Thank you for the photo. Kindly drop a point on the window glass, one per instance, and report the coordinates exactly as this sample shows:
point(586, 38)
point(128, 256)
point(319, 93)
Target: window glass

◇ ◇ ◇ ◇

■ Problem to solve: Return every line of the material above, unchanged and in the same order.

■ The response:
Thank you for the photo. Kindly drop a point on the window glass, one per instance, and report the coordinates exactly as this sample shows:
point(586, 38)
point(128, 256)
point(319, 93)
Target: window glass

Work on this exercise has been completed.